Page →

►

I am trying to make use of the cublasSetVectorAsync command.
My code will compute a series of dot products and then accumulate the total from these dot products.
The CPU code will print the total first followed by the GPU code which makes use of CUBLAS.
If lines 39-41 is set to:
useNoCublas=.true.
useCublas=.false.
useCublasAsync=.false.
the code runs fine and the CPU and GPU produces similar results. This will force the code to use no cublas calls for transferring data and uses ‘=’ instead to transfer data from the host to the device.
If lines 39-41 is set to:
useNoCublas=.false.
useCublas=.true.
useCublasAsync=.false.
the code runs fine as well. This will force the code use cublasSetVector.
If lines 39-41 is set to:
useNoCublas=.false.
useCublas=.true.
useCublasAsync=.false.
the code segfaults at line 106 when it tries to use cublasSetVectorAsync.
I have error checks for creating the three CUDA streams that are used in the code: streamA, streamB, and streamC. So, I am puzzled as to why I am getting segmentation faults when I try to run this code.
Any ideas?
program.f
program test
!
use cudafor
use cublas
!
implicit none
!-----vector sizeD used in dot product
integer, parameter :: sizeD = 1000
!-----on the host
double precision, allocatable, dimension (:) ::
> vec_a, vec_b, vec_c, dotproductA, dotproductB, one
!-----stores reduction total of DdotproductA and DdotproductB
double precision :: TdotproductA, TdotproductB
!-----stores total
double precision :: Tdotproduct
logical :: useNoCublas, useCublas, useCublasAsync
!-----on the device
double precision, allocatable, dimension (:), device ::
> Dvec_a, Dvec_b, Dvec_c, DdotproductA, DdotproductB, Done
integer :: i, istat
!-----handle to cublas
type(cublashandle) :: h
!-----CUDA streams
integer :: streamA, streamB, streamC
!-----allocate on CPU
allocate(one(sizeD))
allocate(vec_a(sizeD),vec_b(sizeD),vec_c(sizeD))
allocate(dotproductA(sizeD),dotproductB(sizeD))
!-----allocate on GPU
allocate(Done(sizeD))
allocate(Dvec_a(sizeD),Dvec_b(sizeD),Dvec_c(sizeD))

◄

Material →
►

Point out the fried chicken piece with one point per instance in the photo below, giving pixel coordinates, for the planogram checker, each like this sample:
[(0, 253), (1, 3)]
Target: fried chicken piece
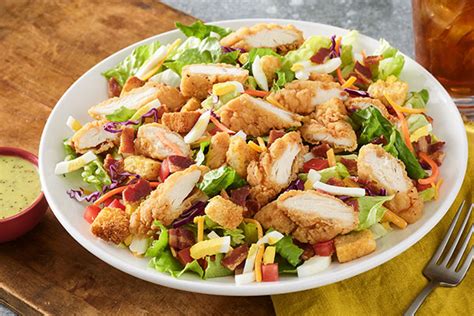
[(169, 200), (134, 100), (180, 122), (224, 212), (111, 224), (239, 155), (217, 149), (255, 116), (271, 216), (276, 168), (329, 124), (354, 245), (375, 164), (318, 216), (198, 79), (146, 168), (303, 96), (277, 37), (92, 136), (157, 141), (395, 89)]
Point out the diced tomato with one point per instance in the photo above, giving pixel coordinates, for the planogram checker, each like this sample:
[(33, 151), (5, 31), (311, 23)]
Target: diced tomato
[(184, 256), (270, 272), (116, 204), (325, 248), (316, 164), (164, 170), (91, 213)]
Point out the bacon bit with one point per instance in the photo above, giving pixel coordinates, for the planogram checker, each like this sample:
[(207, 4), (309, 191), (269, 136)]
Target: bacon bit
[(274, 135), (257, 93), (320, 150), (320, 56), (113, 88), (126, 141)]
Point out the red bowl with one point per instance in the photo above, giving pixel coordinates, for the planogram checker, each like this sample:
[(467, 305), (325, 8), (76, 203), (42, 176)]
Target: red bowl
[(17, 225)]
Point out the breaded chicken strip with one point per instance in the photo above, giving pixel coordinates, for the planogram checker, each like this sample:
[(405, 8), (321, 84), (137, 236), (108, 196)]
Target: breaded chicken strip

◄

Jobs →
1) In the CUBLAS thread, what are the names of the three CUDA streams used in the code?
2) Continue the CUBLAS thread's code from where it stops.
The records placed after the CUBLAS thread are separate material and are not part of it.

Final answers →
1) streamA, streamB, and streamC.

2)
allocate(DdotproductA(sizeD),DdotproductB(sizeD))
!-----initialize variables
istat=0
Tdotproduct=0.0D+00
TdotproductA=0.0D+00
TdotproductB=0.0D+00
!-----set logicals (only one can be true)
useNoCublas=.false.
useCublas=.false.
useCublasAsync=.true.
!-----startup cublas
istat=istat+cublasInit()
if(istat.ne.0) write(*,*) 'cublasInit'
h=cublasgethandle()
istat=istat+cublasCreate(h)
if(istat.ne.0) write(*,*) 'cublasCreate'
!-----create streams
istat=istat+cudaStreamCreate(streamA)
istat=istat+cudaStreamCreate(streamB)
istat=istat+cudaStreamCreate(streamC)
if(istat.ne.0) write(*,*) 'cudaStreamsCreate'
!=====CPU
do i=1, sizeD
call random_seed()
call random_number(vec_a)
call random_number(vec_b)
call random_number(vec_c)
dotproductA(i)=dot_product(vec_a,vec_c)
dotproductB(i)=dot_product(vec_b,vec_c)
end do
TdotproductA=sum(dotproductA(1:sizeD),1)
TdotproductB=sum(dotproductB(1:sizeD),1)
Tdotproduct=TdotproductA+TdotproductB
write(*,*) 'total on cpu := ', Tdotproduct
!=====GPU
!-----initialize variables
one=1.0D+00
Tdotproduct=0.0D+00
TdotproductA=0.0D+00
TdotproductB=0.0D+00
!
do i=1, sizeD
call random_seed()
call random_number(vec_a)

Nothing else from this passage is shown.